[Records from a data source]
===============

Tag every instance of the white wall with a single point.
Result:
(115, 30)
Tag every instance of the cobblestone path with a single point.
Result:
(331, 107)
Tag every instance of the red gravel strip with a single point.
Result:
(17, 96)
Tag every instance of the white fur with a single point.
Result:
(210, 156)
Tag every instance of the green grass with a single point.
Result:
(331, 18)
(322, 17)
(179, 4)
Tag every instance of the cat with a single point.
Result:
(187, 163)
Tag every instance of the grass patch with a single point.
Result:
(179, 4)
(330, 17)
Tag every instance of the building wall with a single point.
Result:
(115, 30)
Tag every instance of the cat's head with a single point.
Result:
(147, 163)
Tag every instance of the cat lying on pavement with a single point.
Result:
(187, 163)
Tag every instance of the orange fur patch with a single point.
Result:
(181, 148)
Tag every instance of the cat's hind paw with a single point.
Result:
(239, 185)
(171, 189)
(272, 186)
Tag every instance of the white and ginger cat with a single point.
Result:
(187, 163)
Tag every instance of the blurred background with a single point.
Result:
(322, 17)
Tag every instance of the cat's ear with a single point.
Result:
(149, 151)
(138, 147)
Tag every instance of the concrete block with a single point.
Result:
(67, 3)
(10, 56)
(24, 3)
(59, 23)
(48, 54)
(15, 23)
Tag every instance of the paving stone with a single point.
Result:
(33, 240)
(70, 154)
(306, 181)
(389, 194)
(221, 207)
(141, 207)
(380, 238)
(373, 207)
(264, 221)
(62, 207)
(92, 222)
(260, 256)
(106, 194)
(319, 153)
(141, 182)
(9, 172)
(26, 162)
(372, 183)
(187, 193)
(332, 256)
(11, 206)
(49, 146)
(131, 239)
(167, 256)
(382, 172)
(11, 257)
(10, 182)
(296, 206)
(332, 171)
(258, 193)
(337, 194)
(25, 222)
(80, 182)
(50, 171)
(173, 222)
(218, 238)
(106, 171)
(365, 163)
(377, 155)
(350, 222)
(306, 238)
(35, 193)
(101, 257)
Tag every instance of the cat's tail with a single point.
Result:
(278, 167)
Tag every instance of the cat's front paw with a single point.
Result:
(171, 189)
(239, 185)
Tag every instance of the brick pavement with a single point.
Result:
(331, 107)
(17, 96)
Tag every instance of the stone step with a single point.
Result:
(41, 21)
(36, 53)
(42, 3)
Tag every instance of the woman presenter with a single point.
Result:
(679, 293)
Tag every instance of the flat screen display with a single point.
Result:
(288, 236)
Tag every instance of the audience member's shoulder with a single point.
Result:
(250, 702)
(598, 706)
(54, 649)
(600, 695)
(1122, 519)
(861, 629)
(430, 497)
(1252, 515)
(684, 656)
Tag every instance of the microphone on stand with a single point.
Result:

===============

== ABOUT THIS TASK ==
Each record must be reproduced exactly, with nothing missing.

== YOUR RESPONSE ==
Tag every instance of the white wall with a single point.
Result:
(115, 30)
Tag every instance of the cobblestone path with a single point.
Result:
(331, 107)
Tag every instance of the red gravel strip with a single point.
Result:
(17, 96)
Tag every instance of the white fur with a single point.
Result:
(210, 156)
Tag every instance of the green grass with a single point.
Result:
(331, 18)
(322, 17)
(179, 4)
Tag every instance of the cat with a single point.
Result:
(187, 163)
Tag every instance of the grass patch with a single point.
Result:
(179, 4)
(330, 17)
Tag every instance of the building wall with a single point.
Result:
(115, 30)
Tag every instance of the cat's head with a single point.
Result:
(147, 163)
Tag every instance of the cat lying on pavement with a single point.
Result:
(187, 163)
Tag every instance of the orange fur patch with a single point.
Result:
(181, 148)
Tag every instance of the cat's hind paw with a single point.
Result:
(239, 185)
(171, 189)
(272, 186)
Tag every instance of the white and ginger cat with a single point.
Result:
(187, 163)
Tag every instance of the blurred background with a single point.
Result:
(322, 17)
Tag every instance of the cat's ear with a single point.
Result:
(149, 151)
(138, 147)
Tag every instance of the concrete block with a single point.
Result:
(67, 3)
(10, 56)
(24, 3)
(59, 23)
(48, 54)
(15, 23)
Tag every instance of the paving stone with a single point.
Result:
(33, 240)
(70, 154)
(306, 181)
(389, 194)
(221, 207)
(141, 207)
(380, 238)
(373, 207)
(264, 221)
(62, 207)
(92, 222)
(260, 256)
(106, 194)
(319, 153)
(141, 182)
(9, 172)
(26, 162)
(372, 183)
(187, 193)
(332, 256)
(11, 206)
(49, 146)
(131, 239)
(167, 256)
(382, 172)
(11, 257)
(10, 182)
(296, 206)
(332, 171)
(258, 193)
(337, 194)
(25, 222)
(80, 182)
(50, 171)
(173, 222)
(218, 238)
(106, 171)
(365, 163)
(377, 155)
(350, 222)
(306, 238)
(35, 193)
(101, 257)
Tag every instance of the cat's tail with a single point.
Result:
(278, 167)
Tag every instance of the cat's front paw with a single point.
Result:
(171, 189)
(239, 185)
Tag every instance of the brick pavement with a single point.
Result:
(331, 107)
(17, 96)
Tag every instance of the stone step with a single point.
Result:
(41, 21)
(36, 53)
(42, 3)
Tag every instance of the woman presenter with a single point.
Result:
(679, 293)
Tag every instance of the flat screen display with a single point.
Result:
(288, 236)
Tag every instance of the audience member's shoulder with a single point.
Result:
(250, 702)
(598, 706)
(54, 649)
(600, 695)
(1122, 519)
(861, 629)
(430, 497)
(1252, 515)
(684, 656)
Tag every instance of the microphone on stand with a single point.
Result:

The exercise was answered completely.